=== Data rows ===
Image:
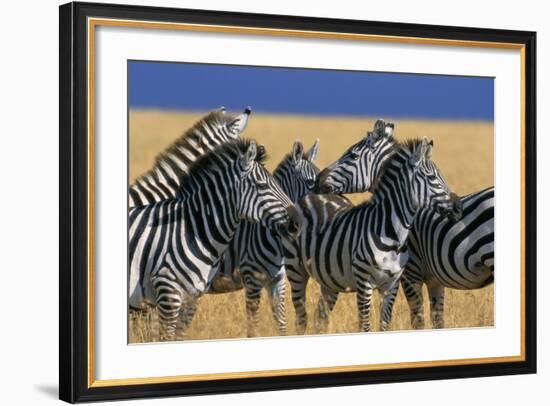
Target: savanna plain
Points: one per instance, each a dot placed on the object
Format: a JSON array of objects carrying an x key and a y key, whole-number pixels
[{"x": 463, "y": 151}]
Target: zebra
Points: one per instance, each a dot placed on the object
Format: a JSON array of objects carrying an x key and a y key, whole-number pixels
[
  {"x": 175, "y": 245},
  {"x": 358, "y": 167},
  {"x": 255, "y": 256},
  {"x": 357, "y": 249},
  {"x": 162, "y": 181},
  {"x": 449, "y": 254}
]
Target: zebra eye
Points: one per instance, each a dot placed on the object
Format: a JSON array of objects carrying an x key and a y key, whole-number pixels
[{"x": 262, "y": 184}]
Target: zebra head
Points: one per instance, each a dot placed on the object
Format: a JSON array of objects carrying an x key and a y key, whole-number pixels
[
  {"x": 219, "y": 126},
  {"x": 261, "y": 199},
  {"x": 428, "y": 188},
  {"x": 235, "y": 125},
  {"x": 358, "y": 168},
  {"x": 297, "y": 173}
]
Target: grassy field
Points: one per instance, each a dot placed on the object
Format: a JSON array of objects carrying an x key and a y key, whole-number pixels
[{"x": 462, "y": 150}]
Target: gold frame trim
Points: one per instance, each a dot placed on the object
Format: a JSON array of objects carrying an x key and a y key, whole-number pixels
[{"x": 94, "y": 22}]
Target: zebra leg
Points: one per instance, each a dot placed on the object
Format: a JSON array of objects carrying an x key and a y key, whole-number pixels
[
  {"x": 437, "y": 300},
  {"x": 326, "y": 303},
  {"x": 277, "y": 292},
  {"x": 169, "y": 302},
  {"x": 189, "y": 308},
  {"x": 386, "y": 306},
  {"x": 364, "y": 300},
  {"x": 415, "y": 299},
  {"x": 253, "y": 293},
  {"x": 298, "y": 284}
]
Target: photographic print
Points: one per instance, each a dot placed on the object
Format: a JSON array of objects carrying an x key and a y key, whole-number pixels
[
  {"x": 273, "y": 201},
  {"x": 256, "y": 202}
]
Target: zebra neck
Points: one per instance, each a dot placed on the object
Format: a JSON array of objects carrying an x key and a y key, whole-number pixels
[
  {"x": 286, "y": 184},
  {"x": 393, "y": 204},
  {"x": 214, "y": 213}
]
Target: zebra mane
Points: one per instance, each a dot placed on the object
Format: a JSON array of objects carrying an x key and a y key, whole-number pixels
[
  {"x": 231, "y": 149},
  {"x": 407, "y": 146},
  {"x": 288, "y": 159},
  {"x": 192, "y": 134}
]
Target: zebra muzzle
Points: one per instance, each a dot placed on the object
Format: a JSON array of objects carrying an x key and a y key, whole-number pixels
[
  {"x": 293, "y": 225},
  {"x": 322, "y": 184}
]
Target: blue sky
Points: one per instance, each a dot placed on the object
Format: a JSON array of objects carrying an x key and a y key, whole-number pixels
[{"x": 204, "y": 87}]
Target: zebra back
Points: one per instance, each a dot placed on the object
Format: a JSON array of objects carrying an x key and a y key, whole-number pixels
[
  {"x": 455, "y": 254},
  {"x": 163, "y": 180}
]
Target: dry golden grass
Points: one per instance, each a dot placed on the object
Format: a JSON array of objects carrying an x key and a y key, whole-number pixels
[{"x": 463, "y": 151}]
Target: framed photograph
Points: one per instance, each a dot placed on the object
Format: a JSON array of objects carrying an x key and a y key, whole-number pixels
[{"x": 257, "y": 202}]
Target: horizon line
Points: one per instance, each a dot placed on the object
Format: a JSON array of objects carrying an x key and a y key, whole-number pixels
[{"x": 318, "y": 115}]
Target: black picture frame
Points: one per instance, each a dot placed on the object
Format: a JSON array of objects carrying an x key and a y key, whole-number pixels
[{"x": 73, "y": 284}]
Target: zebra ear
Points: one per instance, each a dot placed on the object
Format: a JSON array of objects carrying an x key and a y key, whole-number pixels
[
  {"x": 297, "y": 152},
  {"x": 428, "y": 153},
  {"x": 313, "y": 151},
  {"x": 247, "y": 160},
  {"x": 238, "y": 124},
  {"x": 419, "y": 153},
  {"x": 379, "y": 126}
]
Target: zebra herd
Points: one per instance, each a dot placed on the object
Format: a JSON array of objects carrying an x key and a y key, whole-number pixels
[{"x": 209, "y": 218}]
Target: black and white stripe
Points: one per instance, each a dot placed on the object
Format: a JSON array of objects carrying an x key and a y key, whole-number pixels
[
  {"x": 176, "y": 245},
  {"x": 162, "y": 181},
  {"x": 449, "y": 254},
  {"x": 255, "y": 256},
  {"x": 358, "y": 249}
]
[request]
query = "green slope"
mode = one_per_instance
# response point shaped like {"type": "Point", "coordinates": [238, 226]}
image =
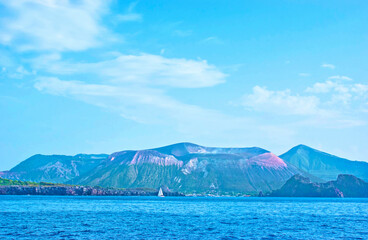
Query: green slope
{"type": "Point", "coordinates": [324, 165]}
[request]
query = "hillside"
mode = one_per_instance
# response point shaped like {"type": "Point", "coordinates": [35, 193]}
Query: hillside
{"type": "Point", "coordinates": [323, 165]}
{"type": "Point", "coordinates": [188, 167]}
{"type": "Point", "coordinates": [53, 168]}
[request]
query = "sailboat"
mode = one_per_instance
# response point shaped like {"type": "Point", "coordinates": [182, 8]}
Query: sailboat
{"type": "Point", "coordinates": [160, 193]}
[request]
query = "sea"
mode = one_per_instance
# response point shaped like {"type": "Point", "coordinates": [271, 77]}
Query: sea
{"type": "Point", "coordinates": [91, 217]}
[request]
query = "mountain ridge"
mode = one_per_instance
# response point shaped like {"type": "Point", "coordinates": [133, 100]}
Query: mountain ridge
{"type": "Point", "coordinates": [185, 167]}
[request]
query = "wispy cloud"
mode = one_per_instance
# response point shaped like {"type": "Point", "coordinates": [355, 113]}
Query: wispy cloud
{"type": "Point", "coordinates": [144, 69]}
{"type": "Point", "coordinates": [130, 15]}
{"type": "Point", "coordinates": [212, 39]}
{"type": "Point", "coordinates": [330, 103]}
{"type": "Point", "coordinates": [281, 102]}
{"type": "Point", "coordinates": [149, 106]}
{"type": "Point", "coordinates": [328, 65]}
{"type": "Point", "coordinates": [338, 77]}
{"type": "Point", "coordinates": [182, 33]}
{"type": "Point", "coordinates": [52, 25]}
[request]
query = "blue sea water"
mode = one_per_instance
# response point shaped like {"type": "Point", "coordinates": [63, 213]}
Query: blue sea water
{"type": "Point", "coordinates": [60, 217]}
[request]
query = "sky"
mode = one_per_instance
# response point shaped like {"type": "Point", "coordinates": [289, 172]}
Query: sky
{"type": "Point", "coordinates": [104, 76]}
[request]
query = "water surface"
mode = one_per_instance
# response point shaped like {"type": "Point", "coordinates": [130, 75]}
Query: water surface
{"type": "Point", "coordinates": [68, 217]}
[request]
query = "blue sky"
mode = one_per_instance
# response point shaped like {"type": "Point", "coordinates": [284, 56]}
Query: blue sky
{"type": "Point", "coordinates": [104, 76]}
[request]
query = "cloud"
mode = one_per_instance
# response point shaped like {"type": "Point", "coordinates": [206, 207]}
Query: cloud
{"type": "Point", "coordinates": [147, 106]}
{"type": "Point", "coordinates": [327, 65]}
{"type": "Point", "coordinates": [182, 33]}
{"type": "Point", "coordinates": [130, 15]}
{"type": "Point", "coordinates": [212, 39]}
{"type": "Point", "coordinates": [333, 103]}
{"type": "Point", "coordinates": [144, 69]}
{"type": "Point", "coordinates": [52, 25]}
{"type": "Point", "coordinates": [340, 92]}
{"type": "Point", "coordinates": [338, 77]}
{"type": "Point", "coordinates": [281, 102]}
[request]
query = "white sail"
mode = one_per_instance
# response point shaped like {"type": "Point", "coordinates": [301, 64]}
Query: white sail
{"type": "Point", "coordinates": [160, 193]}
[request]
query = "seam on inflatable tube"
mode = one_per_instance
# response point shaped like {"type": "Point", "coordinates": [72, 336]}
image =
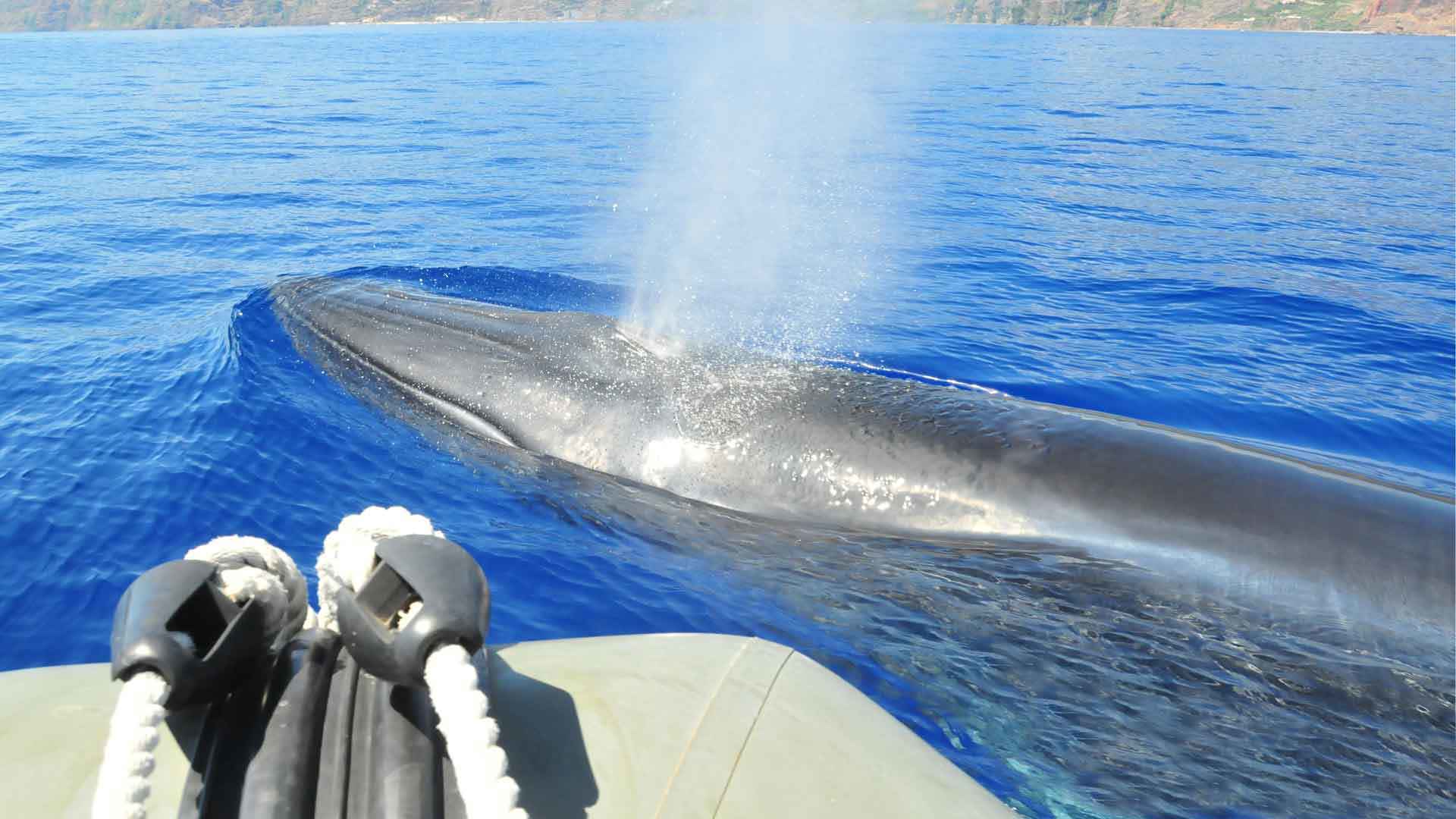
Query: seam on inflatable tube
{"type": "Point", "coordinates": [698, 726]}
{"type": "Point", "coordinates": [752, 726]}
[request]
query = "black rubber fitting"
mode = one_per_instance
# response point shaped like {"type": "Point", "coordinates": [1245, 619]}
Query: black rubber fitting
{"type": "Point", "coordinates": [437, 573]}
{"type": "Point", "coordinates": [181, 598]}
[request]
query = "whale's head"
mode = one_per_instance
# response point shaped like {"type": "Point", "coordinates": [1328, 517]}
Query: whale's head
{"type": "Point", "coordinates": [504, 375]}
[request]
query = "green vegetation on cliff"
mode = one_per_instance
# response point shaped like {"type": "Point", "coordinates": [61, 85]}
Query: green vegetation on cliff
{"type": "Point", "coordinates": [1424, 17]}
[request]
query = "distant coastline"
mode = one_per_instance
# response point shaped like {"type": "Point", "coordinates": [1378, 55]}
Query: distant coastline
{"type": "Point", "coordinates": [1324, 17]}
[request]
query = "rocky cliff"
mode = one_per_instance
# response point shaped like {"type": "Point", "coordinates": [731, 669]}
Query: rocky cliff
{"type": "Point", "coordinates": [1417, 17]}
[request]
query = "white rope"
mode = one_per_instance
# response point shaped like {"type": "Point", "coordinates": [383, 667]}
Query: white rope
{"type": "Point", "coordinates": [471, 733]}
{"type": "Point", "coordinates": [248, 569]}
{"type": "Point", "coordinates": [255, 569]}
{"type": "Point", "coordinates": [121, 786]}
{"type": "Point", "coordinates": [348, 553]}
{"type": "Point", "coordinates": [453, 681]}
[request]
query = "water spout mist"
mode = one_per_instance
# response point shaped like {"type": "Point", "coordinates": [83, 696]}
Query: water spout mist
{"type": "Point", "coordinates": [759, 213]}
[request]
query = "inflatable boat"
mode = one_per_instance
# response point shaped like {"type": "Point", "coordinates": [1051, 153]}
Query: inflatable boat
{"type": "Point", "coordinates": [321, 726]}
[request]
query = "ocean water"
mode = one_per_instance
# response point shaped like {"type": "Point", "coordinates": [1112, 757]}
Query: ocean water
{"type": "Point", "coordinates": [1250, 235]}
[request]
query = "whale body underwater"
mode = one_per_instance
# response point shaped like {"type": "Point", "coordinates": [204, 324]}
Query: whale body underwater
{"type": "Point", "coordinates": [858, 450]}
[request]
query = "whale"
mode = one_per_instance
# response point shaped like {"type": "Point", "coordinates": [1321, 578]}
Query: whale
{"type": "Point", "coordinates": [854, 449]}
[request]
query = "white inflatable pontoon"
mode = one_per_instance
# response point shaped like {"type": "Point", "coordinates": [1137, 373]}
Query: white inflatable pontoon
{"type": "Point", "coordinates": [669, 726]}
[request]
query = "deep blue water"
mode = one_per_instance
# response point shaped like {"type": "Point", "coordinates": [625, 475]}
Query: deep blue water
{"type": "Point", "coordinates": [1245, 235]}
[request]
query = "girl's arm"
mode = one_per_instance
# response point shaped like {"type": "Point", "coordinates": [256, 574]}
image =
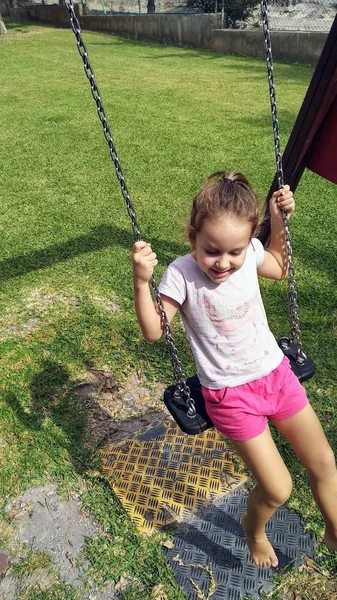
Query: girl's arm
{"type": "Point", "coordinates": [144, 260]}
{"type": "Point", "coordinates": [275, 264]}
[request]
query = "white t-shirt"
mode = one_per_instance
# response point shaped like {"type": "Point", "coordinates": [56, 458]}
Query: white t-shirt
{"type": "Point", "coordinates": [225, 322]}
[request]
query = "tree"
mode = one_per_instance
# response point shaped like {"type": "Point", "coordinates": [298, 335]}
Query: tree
===
To be done => Gather every line of the records above that contains the string "distant".

Worked answer =>
query = "distant coastline"
Query: distant coastline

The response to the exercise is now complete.